## Directives
**1.** Print the passage from the Euskaltel bikes thread that runs from "## jakecycle79 (Nov" down to "like the Orca.".
**2.** Please answer these questions on the Euskaltel bikes thread:
(a) According to takxu, how is the logo written on the Opal's main tube?
(b) During which race's broadcast were there shots of a rider on an Orca?
(c) What does jakecycle79 say the new Opal paint job looks like?
**3.** Continue the Euskaltel bikes thread from where it stops.

Start of Extract

# euskaltel 06 bikes



## takxu (Apr 18, 2006)

Hello,
does anyone Knows what kind of bikes is euskaltel using in this year's races?

From what i have seen they must be using orcas but what puts me in doubt is that the logo on their main tube is written with yellow bold (as on opal) and not with hollow yellow(as on orca).
anybody has any clue?


----------



## jakecycle79 (Nov 3, 2005)

They are probably riding Opals. All of Orbea's other teams have switched. The new Opal paint job looks more like the Orca.


----------



## MaestroXC (Sep 15, 2005)

During the Amstel Gold race on Sunday, there were a few shots during the broadcast of Sanchez, I believe, and he was definitely on an Orca. Comunitat Valenciana, which is also a big Orbea sponsored team, was riding the Opal and Arin last year, and since there isn't a specific team aluminum frame like the Starship this year, there will probably be a few boys in orange this year on Arins, possibly in big climbing stages at the grand tours.


----------



## The Dude (Sep 14, 2005)

Ordu, Arin, Orca.


----------



## takxu (Apr 18, 2006)

Thanks for the answers guys!

End of Extract
Start of Given data

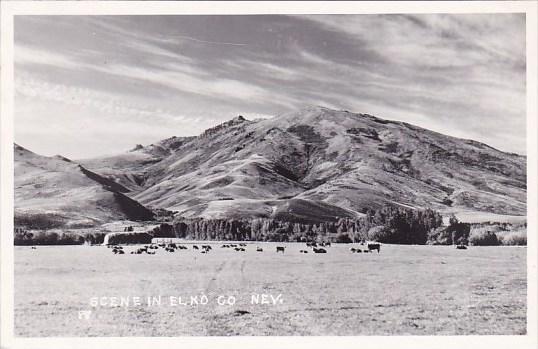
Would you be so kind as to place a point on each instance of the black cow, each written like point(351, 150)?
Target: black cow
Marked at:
point(372, 247)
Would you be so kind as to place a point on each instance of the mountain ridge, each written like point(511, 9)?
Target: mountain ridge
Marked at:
point(317, 162)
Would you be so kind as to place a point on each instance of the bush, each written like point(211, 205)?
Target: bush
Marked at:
point(515, 238)
point(487, 238)
point(127, 238)
point(343, 239)
point(377, 233)
point(23, 237)
point(39, 221)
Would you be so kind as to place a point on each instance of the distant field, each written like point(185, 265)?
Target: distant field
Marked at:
point(421, 290)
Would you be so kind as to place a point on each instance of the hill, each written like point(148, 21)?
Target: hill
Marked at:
point(57, 192)
point(318, 162)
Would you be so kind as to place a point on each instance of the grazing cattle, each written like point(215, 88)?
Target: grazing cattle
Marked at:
point(372, 247)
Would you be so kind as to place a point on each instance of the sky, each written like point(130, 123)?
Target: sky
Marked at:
point(88, 86)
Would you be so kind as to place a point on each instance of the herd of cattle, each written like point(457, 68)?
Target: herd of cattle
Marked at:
point(240, 247)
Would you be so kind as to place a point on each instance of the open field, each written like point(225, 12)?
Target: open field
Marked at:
point(422, 290)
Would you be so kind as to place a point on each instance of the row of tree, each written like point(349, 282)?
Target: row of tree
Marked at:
point(388, 225)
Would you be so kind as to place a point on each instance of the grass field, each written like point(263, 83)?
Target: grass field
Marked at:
point(420, 290)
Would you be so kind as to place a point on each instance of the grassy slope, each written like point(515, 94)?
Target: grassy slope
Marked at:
point(343, 159)
point(63, 188)
point(419, 290)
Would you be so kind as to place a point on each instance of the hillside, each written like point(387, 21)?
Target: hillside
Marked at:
point(59, 192)
point(316, 162)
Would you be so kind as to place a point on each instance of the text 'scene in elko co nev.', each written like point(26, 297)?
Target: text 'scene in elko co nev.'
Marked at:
point(191, 300)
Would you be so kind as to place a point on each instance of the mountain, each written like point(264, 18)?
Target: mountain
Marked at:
point(317, 164)
point(59, 192)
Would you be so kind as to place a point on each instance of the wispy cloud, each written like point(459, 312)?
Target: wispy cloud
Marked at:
point(462, 75)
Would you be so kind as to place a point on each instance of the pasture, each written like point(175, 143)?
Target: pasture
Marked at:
point(415, 290)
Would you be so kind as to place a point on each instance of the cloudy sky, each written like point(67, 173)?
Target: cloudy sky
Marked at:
point(93, 85)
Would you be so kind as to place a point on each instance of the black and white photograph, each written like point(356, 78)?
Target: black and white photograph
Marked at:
point(271, 174)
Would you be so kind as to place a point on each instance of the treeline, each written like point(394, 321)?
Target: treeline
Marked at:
point(388, 225)
point(23, 237)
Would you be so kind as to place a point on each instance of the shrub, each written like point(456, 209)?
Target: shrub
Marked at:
point(127, 238)
point(488, 238)
point(515, 238)
point(39, 221)
point(343, 239)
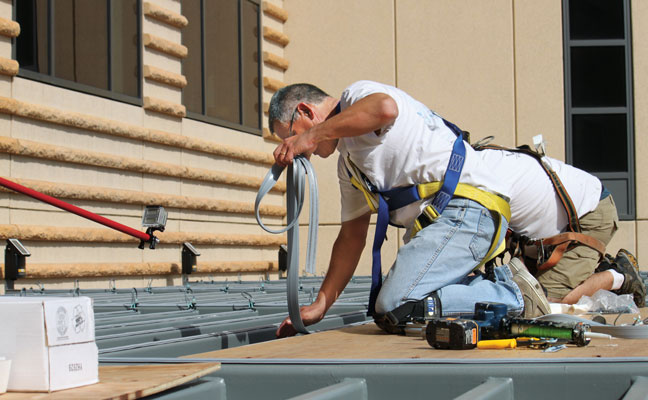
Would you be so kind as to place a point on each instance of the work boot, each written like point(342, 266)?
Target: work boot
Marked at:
point(605, 264)
point(535, 300)
point(633, 284)
point(388, 326)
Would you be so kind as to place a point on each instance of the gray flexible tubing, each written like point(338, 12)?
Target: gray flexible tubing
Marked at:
point(294, 202)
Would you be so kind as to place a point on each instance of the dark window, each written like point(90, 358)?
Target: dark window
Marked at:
point(598, 91)
point(86, 45)
point(223, 70)
point(596, 19)
point(598, 76)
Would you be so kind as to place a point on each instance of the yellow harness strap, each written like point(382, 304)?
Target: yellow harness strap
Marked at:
point(498, 207)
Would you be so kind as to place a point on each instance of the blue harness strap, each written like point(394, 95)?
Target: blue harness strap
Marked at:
point(399, 197)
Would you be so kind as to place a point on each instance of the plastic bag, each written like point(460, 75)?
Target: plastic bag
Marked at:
point(606, 301)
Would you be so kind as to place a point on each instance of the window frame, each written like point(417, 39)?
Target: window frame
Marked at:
point(80, 87)
point(203, 60)
point(628, 110)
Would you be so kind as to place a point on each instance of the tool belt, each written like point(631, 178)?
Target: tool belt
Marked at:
point(548, 251)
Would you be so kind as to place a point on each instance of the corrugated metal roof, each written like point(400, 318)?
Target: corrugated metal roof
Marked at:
point(159, 325)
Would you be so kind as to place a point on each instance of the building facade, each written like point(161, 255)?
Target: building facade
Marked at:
point(114, 105)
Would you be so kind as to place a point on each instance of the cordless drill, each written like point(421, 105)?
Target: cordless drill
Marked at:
point(490, 321)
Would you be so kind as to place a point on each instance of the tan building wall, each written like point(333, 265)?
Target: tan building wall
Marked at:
point(113, 158)
point(494, 68)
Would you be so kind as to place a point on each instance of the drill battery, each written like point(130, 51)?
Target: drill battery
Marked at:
point(452, 333)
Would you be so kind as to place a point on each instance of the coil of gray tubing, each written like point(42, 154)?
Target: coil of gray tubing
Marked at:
point(294, 203)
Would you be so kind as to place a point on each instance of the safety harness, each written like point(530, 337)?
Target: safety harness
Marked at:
point(382, 202)
point(549, 250)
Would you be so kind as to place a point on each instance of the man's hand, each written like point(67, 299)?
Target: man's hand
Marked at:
point(292, 146)
point(310, 315)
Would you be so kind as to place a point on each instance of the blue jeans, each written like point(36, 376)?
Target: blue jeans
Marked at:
point(441, 257)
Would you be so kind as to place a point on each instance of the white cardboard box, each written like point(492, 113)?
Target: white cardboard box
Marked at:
point(50, 342)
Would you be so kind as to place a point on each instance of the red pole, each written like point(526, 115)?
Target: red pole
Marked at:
point(75, 210)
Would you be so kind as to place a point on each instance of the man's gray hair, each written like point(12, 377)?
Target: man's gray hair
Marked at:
point(285, 100)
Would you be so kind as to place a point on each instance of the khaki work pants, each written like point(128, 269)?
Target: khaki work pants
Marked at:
point(579, 263)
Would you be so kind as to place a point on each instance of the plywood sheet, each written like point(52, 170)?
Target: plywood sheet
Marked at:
point(369, 342)
point(127, 382)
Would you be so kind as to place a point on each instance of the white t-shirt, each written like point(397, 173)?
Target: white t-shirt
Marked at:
point(536, 210)
point(416, 148)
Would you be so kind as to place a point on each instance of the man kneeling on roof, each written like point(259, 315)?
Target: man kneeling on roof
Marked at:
point(412, 167)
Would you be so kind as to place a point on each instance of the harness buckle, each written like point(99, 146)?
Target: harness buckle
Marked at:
point(541, 252)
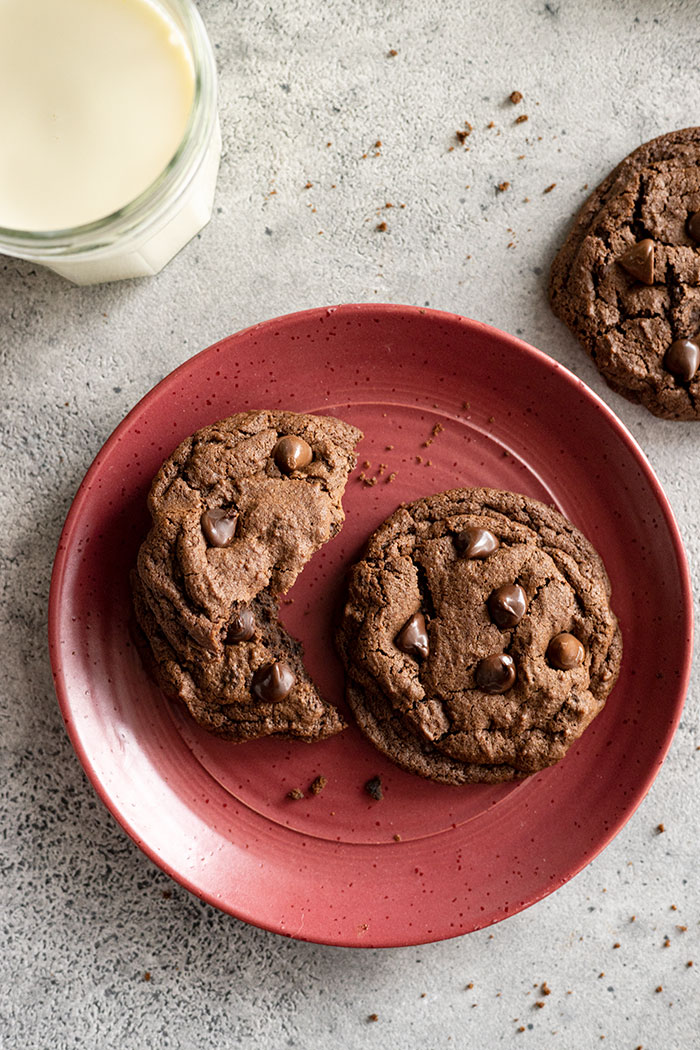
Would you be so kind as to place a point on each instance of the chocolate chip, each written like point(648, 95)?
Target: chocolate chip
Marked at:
point(682, 358)
point(495, 674)
point(507, 605)
point(412, 638)
point(475, 543)
point(219, 526)
point(638, 260)
point(273, 681)
point(292, 454)
point(693, 226)
point(241, 627)
point(565, 652)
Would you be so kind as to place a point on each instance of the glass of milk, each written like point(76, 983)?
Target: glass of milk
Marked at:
point(110, 141)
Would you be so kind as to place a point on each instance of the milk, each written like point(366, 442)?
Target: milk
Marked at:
point(97, 97)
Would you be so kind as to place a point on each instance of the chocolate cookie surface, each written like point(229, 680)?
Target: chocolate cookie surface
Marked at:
point(478, 636)
point(627, 280)
point(237, 510)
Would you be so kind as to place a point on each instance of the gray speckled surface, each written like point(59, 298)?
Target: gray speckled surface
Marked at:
point(84, 912)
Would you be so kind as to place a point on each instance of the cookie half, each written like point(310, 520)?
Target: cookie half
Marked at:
point(237, 510)
point(478, 636)
point(627, 280)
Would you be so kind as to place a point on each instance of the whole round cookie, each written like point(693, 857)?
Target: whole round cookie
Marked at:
point(478, 636)
point(627, 280)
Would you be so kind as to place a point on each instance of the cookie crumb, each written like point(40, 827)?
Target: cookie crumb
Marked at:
point(462, 135)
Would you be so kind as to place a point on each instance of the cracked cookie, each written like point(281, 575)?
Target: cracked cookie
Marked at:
point(627, 280)
point(237, 510)
point(478, 636)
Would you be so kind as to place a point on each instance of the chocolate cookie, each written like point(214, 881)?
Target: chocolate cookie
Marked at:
point(478, 636)
point(627, 280)
point(237, 510)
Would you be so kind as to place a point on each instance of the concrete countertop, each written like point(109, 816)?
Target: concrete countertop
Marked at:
point(306, 89)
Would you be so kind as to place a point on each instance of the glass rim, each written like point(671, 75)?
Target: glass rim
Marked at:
point(167, 187)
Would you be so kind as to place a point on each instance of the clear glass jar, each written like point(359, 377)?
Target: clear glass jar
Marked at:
point(142, 236)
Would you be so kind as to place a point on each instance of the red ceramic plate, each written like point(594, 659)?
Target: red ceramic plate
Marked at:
point(443, 401)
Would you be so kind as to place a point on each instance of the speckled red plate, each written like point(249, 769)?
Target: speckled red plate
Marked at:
point(330, 868)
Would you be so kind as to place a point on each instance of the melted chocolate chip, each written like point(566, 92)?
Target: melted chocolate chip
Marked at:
point(638, 260)
point(565, 652)
point(693, 226)
point(292, 454)
point(495, 674)
point(682, 358)
point(219, 526)
point(412, 638)
point(241, 627)
point(507, 605)
point(273, 681)
point(475, 543)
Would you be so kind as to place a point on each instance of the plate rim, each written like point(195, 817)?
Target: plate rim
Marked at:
point(509, 341)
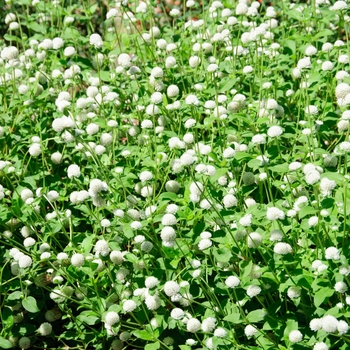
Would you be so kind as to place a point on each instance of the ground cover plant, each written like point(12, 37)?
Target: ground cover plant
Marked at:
point(174, 175)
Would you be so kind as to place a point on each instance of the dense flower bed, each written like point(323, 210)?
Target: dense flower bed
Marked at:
point(174, 176)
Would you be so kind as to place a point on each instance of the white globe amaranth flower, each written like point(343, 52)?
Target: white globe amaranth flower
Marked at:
point(208, 324)
point(246, 220)
point(96, 40)
point(294, 292)
point(77, 260)
point(45, 329)
point(193, 325)
point(329, 324)
point(25, 261)
point(341, 287)
point(315, 324)
point(274, 131)
point(152, 302)
point(73, 171)
point(253, 290)
point(171, 288)
point(229, 201)
point(254, 239)
point(250, 331)
point(102, 248)
point(282, 248)
point(274, 213)
point(295, 336)
point(312, 177)
point(129, 305)
point(342, 327)
point(229, 153)
point(111, 318)
point(332, 253)
point(320, 346)
point(177, 314)
point(232, 282)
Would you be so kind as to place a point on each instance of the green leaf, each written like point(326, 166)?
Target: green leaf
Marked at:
point(322, 295)
point(256, 315)
point(89, 318)
point(222, 254)
point(5, 344)
point(233, 318)
point(306, 211)
point(280, 168)
point(219, 172)
point(142, 334)
point(227, 84)
point(39, 28)
point(153, 346)
point(15, 295)
point(105, 76)
point(30, 305)
point(131, 257)
point(9, 37)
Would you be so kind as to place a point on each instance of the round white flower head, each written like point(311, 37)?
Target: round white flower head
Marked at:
point(220, 332)
point(229, 201)
point(341, 287)
point(315, 324)
point(329, 324)
point(171, 288)
point(253, 290)
point(232, 282)
point(208, 324)
point(254, 239)
point(152, 302)
point(312, 177)
point(250, 331)
point(282, 248)
point(111, 318)
point(69, 51)
point(177, 314)
point(294, 292)
point(77, 260)
point(73, 171)
point(25, 261)
point(101, 247)
point(274, 213)
point(274, 131)
point(129, 306)
point(342, 327)
point(295, 336)
point(168, 219)
point(35, 150)
point(246, 220)
point(29, 242)
point(168, 234)
point(151, 282)
point(320, 346)
point(196, 188)
point(45, 329)
point(193, 325)
point(96, 40)
point(332, 253)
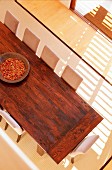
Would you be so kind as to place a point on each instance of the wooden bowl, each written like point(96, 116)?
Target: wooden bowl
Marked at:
point(18, 56)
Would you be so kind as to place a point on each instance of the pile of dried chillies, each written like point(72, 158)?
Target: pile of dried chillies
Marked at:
point(12, 69)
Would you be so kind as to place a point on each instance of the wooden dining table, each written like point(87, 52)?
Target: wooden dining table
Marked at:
point(44, 105)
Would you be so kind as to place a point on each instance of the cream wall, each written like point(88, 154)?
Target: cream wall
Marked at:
point(92, 160)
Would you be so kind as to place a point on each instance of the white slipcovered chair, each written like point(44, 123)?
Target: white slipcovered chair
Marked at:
point(83, 146)
point(49, 57)
point(11, 22)
point(12, 122)
point(30, 39)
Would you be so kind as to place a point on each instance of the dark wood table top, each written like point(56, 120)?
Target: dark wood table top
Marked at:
point(44, 105)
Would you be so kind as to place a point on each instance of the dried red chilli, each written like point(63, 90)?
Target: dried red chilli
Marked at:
point(12, 69)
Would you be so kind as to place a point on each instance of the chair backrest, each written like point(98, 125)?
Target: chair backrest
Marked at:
point(11, 121)
point(11, 22)
point(30, 39)
point(84, 146)
point(49, 57)
point(71, 77)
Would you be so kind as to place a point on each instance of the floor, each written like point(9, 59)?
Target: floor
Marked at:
point(85, 6)
point(97, 94)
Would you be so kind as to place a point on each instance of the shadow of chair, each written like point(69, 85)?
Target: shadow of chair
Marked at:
point(83, 146)
point(11, 22)
point(12, 122)
point(30, 39)
point(71, 77)
point(49, 57)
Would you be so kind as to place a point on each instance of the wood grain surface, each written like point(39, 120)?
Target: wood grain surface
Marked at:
point(44, 105)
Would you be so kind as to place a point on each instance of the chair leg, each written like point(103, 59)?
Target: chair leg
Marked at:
point(18, 138)
point(72, 160)
point(0, 118)
point(6, 126)
point(40, 151)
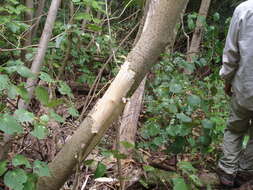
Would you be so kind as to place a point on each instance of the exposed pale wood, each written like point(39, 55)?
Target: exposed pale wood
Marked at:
point(161, 20)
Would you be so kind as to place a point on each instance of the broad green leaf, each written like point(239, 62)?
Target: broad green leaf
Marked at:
point(9, 125)
point(25, 72)
point(100, 171)
point(184, 118)
point(65, 89)
point(20, 160)
point(40, 132)
point(179, 184)
point(194, 100)
point(42, 95)
point(31, 182)
point(21, 90)
point(175, 88)
point(15, 179)
point(41, 169)
point(207, 124)
point(46, 77)
point(172, 108)
point(3, 167)
point(56, 117)
point(73, 111)
point(12, 91)
point(4, 82)
point(23, 115)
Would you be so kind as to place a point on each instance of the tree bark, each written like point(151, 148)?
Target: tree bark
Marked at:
point(39, 58)
point(160, 22)
point(38, 14)
point(29, 20)
point(198, 33)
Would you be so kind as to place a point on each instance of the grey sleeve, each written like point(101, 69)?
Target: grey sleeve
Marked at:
point(231, 54)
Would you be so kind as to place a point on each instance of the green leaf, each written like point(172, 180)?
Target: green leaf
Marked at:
point(40, 132)
point(207, 124)
point(73, 111)
point(3, 167)
point(175, 88)
point(216, 16)
point(65, 89)
point(4, 82)
point(42, 95)
point(20, 160)
point(15, 179)
point(31, 182)
point(9, 125)
point(21, 90)
point(56, 117)
point(24, 116)
point(194, 100)
point(25, 72)
point(172, 108)
point(41, 169)
point(179, 184)
point(46, 77)
point(184, 118)
point(100, 171)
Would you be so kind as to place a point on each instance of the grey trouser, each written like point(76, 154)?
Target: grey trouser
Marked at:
point(239, 125)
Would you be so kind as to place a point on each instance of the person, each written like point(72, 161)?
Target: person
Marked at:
point(236, 164)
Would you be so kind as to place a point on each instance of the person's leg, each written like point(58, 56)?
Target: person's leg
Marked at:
point(237, 127)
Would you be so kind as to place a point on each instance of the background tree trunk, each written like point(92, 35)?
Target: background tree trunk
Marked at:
point(39, 58)
point(198, 33)
point(160, 22)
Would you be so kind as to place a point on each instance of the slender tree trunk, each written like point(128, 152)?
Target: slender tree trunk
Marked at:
point(160, 22)
point(39, 58)
point(197, 36)
point(38, 14)
point(29, 20)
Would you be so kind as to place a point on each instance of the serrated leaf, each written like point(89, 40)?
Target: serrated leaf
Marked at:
point(194, 100)
point(65, 89)
point(56, 117)
point(100, 171)
point(3, 167)
point(46, 77)
point(73, 111)
point(40, 132)
point(179, 184)
point(4, 82)
point(25, 72)
point(175, 88)
point(184, 118)
point(20, 160)
point(42, 95)
point(21, 90)
point(9, 125)
point(23, 115)
point(41, 169)
point(15, 179)
point(207, 124)
point(31, 182)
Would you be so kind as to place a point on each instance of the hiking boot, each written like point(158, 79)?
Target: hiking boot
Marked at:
point(227, 180)
point(243, 177)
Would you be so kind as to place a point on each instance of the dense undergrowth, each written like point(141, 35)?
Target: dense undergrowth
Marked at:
point(183, 115)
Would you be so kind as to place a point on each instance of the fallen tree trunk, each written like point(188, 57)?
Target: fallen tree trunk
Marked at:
point(160, 22)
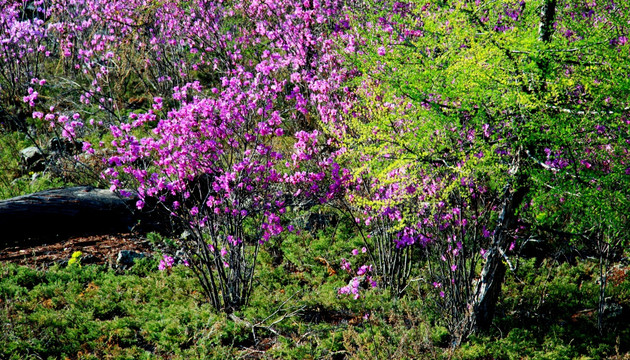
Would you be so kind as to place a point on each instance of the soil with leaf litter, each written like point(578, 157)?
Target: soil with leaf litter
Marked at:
point(98, 249)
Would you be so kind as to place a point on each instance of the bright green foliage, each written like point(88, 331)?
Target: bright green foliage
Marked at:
point(525, 100)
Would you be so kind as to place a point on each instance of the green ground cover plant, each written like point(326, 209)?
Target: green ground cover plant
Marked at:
point(94, 312)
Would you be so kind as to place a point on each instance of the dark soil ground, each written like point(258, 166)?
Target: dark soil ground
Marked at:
point(98, 249)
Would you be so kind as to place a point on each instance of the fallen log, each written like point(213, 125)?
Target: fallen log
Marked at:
point(63, 213)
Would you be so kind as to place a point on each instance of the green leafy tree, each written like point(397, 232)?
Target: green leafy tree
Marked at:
point(526, 100)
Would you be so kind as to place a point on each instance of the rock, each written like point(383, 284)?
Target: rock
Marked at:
point(32, 159)
point(127, 258)
point(63, 146)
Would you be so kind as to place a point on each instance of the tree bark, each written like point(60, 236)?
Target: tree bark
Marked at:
point(493, 273)
point(61, 213)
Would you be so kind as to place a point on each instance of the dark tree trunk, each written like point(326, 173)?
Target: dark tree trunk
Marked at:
point(493, 272)
point(61, 213)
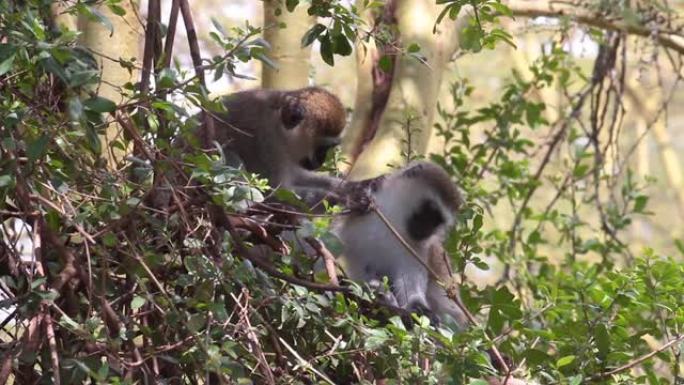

End of Given data

## Answers provided
**1.**
## jakecycle79 (Nov 3, 2005)

They are probably riding Opals. All of Orbea's other teams have switched. The new Opal paint job looks more like the Orca.

**2.**
(a) In yellow bold.
(b) The Amstel Gold race.
(c) More like the Orca.

**3.**
From the fotos and the TV i also think that they are mostly have been riding orcas. The only strange thing is that the orbea Logo is written with bold yellow, which is not the case in my new euskaltel colored orca. So i guess its a special paint job for the team or something....

Ps: my new orca seems that is reducing the inclination on the hills! 3% hills seem like flat from yesterday!


----------



## Pukken (Jan 21, 2006)

*Euskaltel*

I have heard that Euskaltel will switch from Orca to Opal after The Giro.


----------



## MaestroXC (Sep 15, 2005)

One quick note: Iban Mayo finished in 23rd in Liege-Bastonge-Liege yesterday, right behind Gilberto Simoni. Looks like he's in some good form for his Tour buildup.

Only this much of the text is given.